= Exercise prompt =
Reproduce only the lines starting at the one containing "microphone on table?" and ending at the end of the records, requests included. Scale each bounding-box coordinate in the answers by 1.35, rounding to the nearest whole number with halves rounded up, and leave the requests and their format lines unchanged.

= Supplied data =
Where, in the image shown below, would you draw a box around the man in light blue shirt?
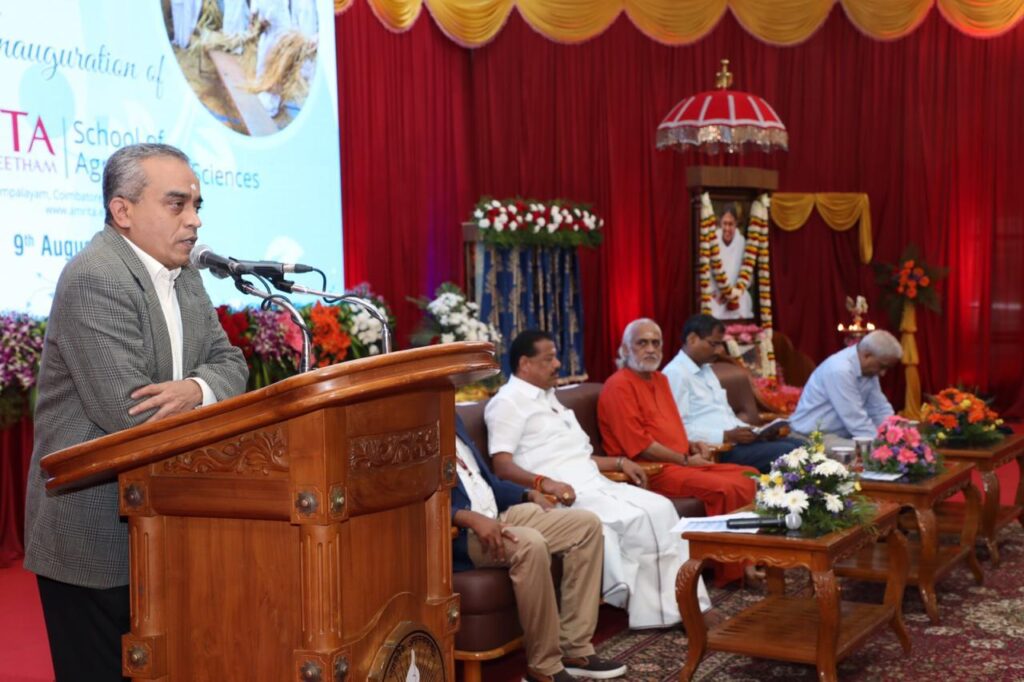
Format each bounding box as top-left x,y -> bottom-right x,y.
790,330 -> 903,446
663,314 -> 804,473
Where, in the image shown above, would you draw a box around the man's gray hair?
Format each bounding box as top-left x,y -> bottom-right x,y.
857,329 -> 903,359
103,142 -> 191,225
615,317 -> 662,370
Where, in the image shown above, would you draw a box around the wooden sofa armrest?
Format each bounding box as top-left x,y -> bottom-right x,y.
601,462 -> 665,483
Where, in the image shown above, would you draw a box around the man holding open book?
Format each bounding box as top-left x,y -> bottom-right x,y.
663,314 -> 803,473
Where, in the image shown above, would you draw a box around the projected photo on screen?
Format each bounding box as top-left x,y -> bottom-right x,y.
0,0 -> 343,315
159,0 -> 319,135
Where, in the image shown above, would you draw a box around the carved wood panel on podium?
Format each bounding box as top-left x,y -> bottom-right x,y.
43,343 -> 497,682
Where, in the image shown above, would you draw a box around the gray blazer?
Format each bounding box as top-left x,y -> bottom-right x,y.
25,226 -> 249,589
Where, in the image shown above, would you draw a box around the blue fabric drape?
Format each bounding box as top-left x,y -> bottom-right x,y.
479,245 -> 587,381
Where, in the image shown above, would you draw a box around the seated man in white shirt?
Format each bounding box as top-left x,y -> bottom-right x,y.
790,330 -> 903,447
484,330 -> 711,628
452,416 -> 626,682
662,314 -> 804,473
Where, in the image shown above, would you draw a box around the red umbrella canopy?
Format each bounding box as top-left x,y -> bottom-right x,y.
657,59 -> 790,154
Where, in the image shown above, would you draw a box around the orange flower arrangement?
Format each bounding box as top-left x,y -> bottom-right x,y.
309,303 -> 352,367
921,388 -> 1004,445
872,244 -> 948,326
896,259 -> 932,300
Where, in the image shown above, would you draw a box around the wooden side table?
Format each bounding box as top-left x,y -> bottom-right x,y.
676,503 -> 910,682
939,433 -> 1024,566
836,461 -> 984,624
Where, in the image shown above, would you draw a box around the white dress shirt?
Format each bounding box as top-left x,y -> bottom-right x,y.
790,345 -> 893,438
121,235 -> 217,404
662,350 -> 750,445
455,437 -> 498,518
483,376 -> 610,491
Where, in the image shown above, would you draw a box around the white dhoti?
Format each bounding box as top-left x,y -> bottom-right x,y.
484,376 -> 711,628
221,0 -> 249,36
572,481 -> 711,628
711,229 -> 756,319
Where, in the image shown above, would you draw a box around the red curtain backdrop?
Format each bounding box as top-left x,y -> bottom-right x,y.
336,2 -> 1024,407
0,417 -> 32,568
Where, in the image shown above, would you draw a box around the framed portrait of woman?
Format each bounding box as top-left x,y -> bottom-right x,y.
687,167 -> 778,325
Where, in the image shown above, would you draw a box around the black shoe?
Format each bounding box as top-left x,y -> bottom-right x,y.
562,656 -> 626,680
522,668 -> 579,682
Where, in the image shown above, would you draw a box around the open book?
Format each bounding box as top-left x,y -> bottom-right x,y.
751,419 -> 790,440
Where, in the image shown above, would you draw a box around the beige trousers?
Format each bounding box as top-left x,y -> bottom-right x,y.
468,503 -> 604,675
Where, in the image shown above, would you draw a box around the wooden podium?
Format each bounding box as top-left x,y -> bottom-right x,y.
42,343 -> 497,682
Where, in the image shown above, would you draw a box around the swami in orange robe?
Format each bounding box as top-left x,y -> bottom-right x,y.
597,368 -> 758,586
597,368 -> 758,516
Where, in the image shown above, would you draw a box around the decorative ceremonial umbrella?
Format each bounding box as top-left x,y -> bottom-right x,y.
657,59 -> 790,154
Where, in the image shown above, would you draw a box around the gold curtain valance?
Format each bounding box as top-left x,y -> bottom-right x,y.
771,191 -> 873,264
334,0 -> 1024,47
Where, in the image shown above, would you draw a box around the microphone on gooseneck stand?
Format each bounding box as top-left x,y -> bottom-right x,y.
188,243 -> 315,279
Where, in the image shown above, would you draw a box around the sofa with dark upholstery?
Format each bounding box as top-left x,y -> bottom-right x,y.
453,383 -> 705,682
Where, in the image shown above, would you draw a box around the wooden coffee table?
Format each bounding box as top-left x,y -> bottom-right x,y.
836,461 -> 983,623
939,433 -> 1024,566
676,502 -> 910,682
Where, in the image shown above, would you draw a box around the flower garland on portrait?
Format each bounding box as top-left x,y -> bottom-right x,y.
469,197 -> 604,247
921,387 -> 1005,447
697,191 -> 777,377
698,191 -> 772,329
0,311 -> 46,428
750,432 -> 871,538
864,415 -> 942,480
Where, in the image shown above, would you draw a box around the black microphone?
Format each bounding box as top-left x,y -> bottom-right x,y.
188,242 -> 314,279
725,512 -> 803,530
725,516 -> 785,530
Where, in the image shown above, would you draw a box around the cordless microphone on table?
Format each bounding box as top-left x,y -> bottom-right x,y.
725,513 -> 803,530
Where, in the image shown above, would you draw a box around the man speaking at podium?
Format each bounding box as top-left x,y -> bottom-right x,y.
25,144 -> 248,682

= Answer to the task =
Where, in the image shown above, would you draw a box around the cordless microphone on table?
Format each bounding box as top-left x,y -> bottom-right x,y.
979,693 -> 1084,716
Where, in the image shown above, would you draw a box around the man speaking at podium?
Format each bounding box as top-left x,y -> bottom-right x,y.
34,194 -> 335,921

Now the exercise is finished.